--- START Supplied material ---

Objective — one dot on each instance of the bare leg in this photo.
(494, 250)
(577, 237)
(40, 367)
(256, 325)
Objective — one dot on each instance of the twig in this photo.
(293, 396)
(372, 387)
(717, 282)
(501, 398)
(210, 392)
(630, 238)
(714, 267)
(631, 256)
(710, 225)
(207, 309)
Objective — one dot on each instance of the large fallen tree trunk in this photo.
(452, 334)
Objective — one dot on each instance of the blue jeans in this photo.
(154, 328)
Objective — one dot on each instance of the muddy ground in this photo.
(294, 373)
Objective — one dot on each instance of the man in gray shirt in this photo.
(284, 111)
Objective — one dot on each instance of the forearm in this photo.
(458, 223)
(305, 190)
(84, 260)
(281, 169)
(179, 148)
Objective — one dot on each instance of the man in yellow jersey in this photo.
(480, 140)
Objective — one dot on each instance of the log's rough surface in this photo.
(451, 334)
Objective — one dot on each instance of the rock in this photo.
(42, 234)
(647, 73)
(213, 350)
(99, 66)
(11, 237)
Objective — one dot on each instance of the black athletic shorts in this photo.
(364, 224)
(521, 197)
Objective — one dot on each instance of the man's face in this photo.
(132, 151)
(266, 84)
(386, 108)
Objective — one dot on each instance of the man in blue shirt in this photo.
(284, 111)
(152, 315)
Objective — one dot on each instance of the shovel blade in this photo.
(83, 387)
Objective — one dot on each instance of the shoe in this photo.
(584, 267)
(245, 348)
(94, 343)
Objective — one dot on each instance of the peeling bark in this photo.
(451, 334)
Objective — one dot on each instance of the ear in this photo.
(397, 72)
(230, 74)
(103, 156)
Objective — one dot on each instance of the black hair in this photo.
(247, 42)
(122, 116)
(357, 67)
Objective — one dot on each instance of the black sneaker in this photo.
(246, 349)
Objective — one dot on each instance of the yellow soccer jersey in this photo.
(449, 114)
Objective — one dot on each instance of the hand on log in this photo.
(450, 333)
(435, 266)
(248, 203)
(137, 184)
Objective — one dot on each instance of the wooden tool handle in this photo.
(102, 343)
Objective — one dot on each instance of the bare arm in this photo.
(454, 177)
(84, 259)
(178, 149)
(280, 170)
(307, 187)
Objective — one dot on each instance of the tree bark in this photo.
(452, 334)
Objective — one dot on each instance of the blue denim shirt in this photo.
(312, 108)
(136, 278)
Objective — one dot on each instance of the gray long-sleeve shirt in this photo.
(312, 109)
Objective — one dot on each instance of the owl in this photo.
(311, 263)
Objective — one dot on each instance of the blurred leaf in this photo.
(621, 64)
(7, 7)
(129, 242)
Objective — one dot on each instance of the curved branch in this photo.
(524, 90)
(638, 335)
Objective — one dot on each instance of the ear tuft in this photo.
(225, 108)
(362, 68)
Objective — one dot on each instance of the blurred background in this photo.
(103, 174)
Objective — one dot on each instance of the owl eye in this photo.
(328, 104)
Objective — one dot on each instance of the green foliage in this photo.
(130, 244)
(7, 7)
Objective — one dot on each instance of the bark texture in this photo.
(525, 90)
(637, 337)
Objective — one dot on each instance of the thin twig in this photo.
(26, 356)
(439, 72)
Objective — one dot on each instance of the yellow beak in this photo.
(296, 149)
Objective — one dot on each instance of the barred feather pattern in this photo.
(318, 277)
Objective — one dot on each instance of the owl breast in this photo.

--- END Supplied material ---

Work instructions
Can you repeat every line from the one containing "Objective — one dot on each instance of the barred" through the end of the records, adding 61 to each number in the coordinates?

The response
Objective — one dot on each instance of the barred feather pattern in this photo.
(379, 338)
Objective — one dot on each instance of the owl breast in this photo.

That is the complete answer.